**RECORD SET**

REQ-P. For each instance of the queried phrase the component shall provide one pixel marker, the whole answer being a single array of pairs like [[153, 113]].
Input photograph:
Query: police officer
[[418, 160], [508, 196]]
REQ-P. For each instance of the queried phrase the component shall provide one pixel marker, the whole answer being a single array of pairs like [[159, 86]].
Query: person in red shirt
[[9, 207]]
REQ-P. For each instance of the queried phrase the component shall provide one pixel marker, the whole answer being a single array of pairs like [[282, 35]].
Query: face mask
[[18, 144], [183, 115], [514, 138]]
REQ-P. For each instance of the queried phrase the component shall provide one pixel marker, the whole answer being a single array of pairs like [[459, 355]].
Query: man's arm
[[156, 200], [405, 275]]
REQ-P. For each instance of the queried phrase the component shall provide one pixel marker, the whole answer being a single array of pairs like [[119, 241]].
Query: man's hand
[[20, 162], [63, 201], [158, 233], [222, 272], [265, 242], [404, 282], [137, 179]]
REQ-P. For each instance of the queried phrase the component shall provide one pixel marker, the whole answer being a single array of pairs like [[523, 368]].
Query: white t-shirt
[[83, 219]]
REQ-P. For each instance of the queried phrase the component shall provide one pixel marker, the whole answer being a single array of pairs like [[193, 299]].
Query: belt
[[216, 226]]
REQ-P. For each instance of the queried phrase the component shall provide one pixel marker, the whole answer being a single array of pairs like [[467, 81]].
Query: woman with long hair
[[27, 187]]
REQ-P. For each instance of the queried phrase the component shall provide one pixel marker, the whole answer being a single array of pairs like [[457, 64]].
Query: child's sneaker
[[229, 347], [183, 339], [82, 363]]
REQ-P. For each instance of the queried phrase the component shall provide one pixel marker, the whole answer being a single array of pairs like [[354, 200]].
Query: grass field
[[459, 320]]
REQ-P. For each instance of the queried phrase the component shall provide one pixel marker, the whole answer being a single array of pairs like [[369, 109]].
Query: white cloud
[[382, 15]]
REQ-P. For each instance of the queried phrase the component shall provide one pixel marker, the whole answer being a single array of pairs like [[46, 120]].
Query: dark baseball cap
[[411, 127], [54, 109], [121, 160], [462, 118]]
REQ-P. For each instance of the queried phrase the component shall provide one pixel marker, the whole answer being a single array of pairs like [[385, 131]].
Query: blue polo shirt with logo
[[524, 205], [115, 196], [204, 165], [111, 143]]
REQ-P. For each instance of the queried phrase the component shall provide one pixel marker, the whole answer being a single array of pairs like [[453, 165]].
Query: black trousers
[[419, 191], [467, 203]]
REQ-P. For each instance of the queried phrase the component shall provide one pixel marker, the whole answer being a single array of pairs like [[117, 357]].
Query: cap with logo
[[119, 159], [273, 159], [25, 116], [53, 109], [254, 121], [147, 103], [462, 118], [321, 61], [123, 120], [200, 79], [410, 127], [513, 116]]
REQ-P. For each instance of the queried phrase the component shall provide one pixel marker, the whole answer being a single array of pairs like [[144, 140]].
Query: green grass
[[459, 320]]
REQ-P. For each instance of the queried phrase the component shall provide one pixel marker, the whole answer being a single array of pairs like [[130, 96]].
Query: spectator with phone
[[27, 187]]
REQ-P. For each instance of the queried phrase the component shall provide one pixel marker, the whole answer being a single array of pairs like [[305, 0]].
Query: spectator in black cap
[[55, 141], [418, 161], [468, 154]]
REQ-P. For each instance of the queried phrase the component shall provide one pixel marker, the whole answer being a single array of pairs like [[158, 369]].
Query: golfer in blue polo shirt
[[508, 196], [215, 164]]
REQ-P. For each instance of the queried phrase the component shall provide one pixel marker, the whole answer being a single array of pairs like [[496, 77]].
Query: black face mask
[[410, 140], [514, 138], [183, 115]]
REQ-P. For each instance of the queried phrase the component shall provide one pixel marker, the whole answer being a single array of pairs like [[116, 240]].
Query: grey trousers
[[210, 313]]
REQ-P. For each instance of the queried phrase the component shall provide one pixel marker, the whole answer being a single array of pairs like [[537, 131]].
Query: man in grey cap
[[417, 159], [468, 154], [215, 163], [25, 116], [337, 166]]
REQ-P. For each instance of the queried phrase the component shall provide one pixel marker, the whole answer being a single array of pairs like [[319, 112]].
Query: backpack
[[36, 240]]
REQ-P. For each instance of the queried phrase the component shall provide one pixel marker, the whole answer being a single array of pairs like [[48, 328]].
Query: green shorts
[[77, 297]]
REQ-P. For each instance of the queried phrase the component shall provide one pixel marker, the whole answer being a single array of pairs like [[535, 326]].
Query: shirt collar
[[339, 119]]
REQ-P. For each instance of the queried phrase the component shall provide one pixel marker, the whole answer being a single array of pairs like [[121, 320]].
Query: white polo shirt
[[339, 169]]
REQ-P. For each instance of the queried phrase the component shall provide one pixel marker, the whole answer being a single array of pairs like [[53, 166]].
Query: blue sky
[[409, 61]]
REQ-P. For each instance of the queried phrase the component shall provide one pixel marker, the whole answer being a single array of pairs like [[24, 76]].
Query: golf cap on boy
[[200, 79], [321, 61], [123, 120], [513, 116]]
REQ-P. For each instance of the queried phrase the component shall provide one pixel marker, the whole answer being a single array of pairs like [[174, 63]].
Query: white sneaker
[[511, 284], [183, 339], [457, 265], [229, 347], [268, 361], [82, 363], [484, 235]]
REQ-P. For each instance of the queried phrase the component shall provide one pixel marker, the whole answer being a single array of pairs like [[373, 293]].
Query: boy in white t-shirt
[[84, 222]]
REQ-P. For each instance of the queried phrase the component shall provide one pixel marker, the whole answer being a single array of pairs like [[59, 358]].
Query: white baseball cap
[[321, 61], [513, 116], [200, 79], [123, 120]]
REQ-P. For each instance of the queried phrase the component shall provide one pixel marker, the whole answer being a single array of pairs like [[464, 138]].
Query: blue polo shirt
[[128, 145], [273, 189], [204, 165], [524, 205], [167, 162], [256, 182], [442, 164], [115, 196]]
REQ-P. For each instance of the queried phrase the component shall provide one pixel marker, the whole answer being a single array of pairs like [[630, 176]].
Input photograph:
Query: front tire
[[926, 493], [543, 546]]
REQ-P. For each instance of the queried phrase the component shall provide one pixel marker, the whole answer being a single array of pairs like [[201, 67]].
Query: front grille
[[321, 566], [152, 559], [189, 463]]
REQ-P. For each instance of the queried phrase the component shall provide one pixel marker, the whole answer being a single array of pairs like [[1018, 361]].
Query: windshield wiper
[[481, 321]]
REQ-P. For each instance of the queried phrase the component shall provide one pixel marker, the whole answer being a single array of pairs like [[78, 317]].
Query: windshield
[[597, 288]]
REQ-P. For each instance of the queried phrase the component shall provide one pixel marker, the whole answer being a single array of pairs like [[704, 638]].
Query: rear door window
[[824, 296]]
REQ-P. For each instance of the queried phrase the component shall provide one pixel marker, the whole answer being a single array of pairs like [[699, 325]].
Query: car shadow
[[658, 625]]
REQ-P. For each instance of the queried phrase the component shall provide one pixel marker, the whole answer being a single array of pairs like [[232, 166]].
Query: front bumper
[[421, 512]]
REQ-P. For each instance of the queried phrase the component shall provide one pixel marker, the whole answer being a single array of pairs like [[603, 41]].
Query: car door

**YOUR INSTRUCTIONS**
Reproduce, exactly as they stand in the data above, the lines from the one that holds "Query: man's hand" to the one that holds "like [[523, 368]].", inclusive.

**FINISHED EXERCISE**
Query: man's hand
[[20, 162], [63, 201], [158, 233], [222, 272], [265, 242], [404, 282], [137, 179]]
REQ-P. For each instance of the queried phrase the component shall provide one pixel marker, the whole answer being a single array of pairs like [[523, 368]].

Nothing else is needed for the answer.